TEXTE SOURCE:
********************
Jeudi dernier, les abords du Parlement européen à Strasbourg ont été le théâtre d’une manifestation hors du commun. Dans un concert de klaxons, une vingtaine de tracteurs conduits par des agriculteurs français et allemands se sont rassemblés pour exprimer leur opposition à l’accord de libre-échange entre l’Union Européenne et les pays sud-américains du Mercosur.
Sur les bannières accrochées aux véhicules, on pouvait lire des slogans percutants tels que « N’empoisonnez pas nos enfants avec vos produits importés ! » ou encore « Traité UE-Mercosur, mort de l’agriculture ». Ces messages alarmants reflètent l’inquiétude grandissante des agriculteurs européens face à cet accord commercial controversé.
********************
CONSIGNE DE TRAVAIL 1: D'après le texte sur la manifestation des agriculteurs à Strasbourg, combien de tracteurs se sont rassemblés aux abords du Parlement européen ?
CONSIGNE DE TRAVAIL 2: Rédigez la suite du texte sur la manifestation des agriculteurs à Strasbourg, à partir de sa dernière phrase.

LES DONNÉES:
********************
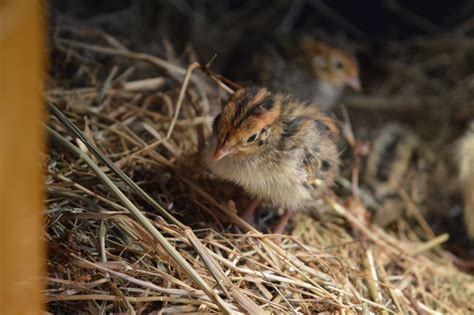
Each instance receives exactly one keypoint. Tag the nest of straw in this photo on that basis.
(134, 225)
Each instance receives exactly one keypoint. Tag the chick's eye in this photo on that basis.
(339, 65)
(252, 138)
********************
CORRIGÉ 1: Une vingtaine de tracteurs.

CORRIGÉ 2:
Une concurrence jugée déloyale
Au cœur des revendications, la crainte d’une concurrence inéquitable. Paul Fritsch, président de la Coordination rurale du Bas-Rhin, dénonce des normes divergentes entre l’Europe et les pays du Mercosur :
Les normes sociales, surtout, le salaire, les charges sociales, mais aussi les normes sanitaires, les produits phytosanitaires et les normes environnementales.
– Paul Fritsch, Coordination rurale du Bas-Rhin
Selon lui, cette disparité exposerait les agriculteurs européens à une concurrence déloyale face à des produits importés moins chers car soumis à des réglementations moins strictes. Un constat partagé par ses homologues allemands venus grossir les rangs de la manifestation.
L’appel à la souveraineté alimentaire
Au-delà de la crainte d’un dumping social et environnemental, les agriculteurs européens brandissent l’étendard de la souveraineté alimentaire. Ils réclament que la nourriture consommée localement soit produite sur place, remettant en cause la logique du libre-échange à tout va.
Cette manifestation s’inscrit dans une série de mobilisations initiées ces derniers mois par la Coordination rurale, avec notamment des distributions de pommes visant à sensibiliser les consommateurs aux enjeux de la production locale.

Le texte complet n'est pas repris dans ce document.